▶ **TEXTO PARA LEITURA**:
------------------------

O que isso se parece? Bem, isso parece bastante como qualquer outro problema de imagem do corpo. Uma tendência a evitar qualquer coisa bem ajustada à forma, tendendo à tecidos mais macios e roupas mais largas. Um clássico esteriótipo (trope) de disforia de gênero é a criança que veste nada além de suéteres e moletons com capuz. Roupas sempre serão superdimensionadas para evitar que elas abracem o corpo. AFABs podem preferir vestir sutiãs esportivos comprimidores para minimizar seus peitos, e evitar qualquer coisa com uma cintura apertada.
Sentir inveja de outras meninas por serem bonitas é uma coisa que muitas muitas mulheres sentem. Disforia é uma verdadeira fode-mente de camadas no topo dessas sensações, entretanto eu só quero dizer que se você é uma mulher trans sentindo inveja de outra mulher trans, isso é você sendo uma mulher de verdade.

------------------------

▶ **O QUE FAZER**:
Por favor, continue o texto sobre disforia de gênero a partir da última frase apresentada. O material a seguir não é necessário.

Registros do conjunto de dados:
------------------------

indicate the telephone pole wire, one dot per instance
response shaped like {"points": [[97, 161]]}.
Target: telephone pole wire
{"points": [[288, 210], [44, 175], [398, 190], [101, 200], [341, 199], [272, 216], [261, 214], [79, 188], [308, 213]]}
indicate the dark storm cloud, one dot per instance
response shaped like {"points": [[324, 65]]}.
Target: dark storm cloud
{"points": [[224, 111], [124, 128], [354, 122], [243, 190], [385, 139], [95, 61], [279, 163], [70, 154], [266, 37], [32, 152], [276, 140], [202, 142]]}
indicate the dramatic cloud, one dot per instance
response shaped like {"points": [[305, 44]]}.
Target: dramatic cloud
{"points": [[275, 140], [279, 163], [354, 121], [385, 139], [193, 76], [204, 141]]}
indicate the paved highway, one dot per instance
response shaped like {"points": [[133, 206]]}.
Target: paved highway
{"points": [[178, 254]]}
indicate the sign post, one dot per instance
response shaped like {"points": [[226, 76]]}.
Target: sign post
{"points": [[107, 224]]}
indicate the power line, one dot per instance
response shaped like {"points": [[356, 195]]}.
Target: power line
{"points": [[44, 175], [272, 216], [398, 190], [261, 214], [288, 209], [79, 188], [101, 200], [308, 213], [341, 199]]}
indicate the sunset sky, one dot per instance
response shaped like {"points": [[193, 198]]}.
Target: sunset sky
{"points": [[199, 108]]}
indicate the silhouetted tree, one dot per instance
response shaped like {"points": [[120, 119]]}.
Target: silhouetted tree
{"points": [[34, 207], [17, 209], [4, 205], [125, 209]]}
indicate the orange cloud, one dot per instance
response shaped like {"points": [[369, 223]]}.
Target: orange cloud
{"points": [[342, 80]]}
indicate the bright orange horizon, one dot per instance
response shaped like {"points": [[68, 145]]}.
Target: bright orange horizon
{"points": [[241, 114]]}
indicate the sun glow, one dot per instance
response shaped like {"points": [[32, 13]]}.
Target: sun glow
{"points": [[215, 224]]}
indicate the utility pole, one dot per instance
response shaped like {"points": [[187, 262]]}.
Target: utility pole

------------------------

▶ **RESPOSTA**:
Internamente é mais frequente isso se manifestar como um intenso ciúmes de pesoas que você gostaria que pudesse ser. Ciúmes pela forma do corpo de um influenciador, um forte desejo pela roupa de uma pessoa na rua, e mais especialmente inveja de outras pessoas trans. Essa sensação geralmente persiste bem dentro da transição, porque essa sensação de querer ser outras pessoas de seu gênero é na verdade completamente natural, mesmo para pessoas cis.
Efeito da Apresentação na Disforia Social
Apresentação pode ser importante para evitar misgenerização, especialmente no início da transição. Um monte de pessoas trans sentem que precisam performar seu gênero para serem aceitas por quem são, tendendo à apresentação feminina ou masculina mais que eles realmente gostariam para compensar por seus corpos e garantir que pessoas as generizem corretamente. Aquelas que procuram transição médica podem sentir que essa necessidade se torna menos importante conforme seus corpos mudam e elas se tornam mais capazes de serem corretamente generizadas sem toda essa performance.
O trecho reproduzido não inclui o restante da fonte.